Dataset excerpts:
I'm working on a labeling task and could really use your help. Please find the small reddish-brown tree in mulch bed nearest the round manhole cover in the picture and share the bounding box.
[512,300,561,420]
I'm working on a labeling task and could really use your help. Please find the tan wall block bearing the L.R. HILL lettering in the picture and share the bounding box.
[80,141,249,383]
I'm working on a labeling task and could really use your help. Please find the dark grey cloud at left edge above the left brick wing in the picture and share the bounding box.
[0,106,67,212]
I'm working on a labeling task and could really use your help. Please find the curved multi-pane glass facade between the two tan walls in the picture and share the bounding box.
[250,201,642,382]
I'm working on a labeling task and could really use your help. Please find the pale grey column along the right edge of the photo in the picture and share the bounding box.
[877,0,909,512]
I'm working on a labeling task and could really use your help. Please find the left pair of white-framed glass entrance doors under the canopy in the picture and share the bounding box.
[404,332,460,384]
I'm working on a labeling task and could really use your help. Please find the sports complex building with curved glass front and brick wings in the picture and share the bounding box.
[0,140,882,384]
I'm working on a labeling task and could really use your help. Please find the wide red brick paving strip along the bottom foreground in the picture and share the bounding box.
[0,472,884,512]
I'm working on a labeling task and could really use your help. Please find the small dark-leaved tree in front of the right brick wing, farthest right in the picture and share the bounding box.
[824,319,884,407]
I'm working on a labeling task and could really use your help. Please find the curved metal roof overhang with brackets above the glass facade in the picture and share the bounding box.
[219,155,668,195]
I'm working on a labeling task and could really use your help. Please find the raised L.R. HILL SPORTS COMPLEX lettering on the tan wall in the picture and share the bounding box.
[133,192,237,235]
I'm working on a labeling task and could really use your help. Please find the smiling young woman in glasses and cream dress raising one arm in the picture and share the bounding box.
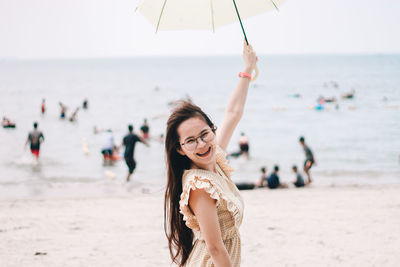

## Try it:
Give back the full data exactly as it reads, but drop the pictures.

## Solved exercise:
I'm working on a labeling task and could really use your help. Please find the small reddish-brown tree in mulch bed nearest the round manhole cover in the picture and share the bounding box.
[512,300,561,420]
I'm working on a labeling task and could really use your help. Please find the tan wall block bearing the L.R. HILL lettering in the picture and share the bounding box.
[80,141,249,383]
I'm working on a labeling task and could really use your help. Please find the dark grey cloud at left edge above the left brick wing in the picture and share the bounding box.
[0,106,67,212]
I'm working on a labeling task and could really use your help. Please find the curved multi-pane glass facade between the two tan walls in the picture and share the bounding box.
[250,201,642,382]
I'm working on a labeling task and could really use your help. Please find the pale grey column along the right edge of the photo in the picture and share the bounding box.
[877,0,909,512]
I'm working on a labeling task and could really use your help. Please find the left pair of white-framed glass entrance doors under the canopy in the picture and share the bounding box.
[404,332,460,384]
I'm working on a labeling task and could really use your help. Please find the sports complex building with curved glass front and brick wings in the picture and share the bounding box.
[0,140,882,384]
I'm working on a labeling task and could really use your help. Please find the wide red brick paving strip along the bottom foreground in the picture and share the bounding box.
[0,472,884,512]
I'm working on a labeling task and could really use your help. Please find the small dark-leaved tree in front of the right brick wing, farthest right in the picture and share the bounding box.
[824,319,884,407]
I'm working on a labeling task and could really use your help. Please find the curved metal roof overhang with brackets above the glass facade in the picture and share the bounding box.
[219,155,668,195]
I'm working on a labeling task and could really use your help. Please find the raised L.R. HILL SPORTS COMPLEX lettering on the tan wall in the picture and share the bounding box.
[133,192,237,235]
I'm working on a labeling task and could really use your help. Please find the smiling young woman in glasses and cream dress raising one arm in the picture and share the bounding box.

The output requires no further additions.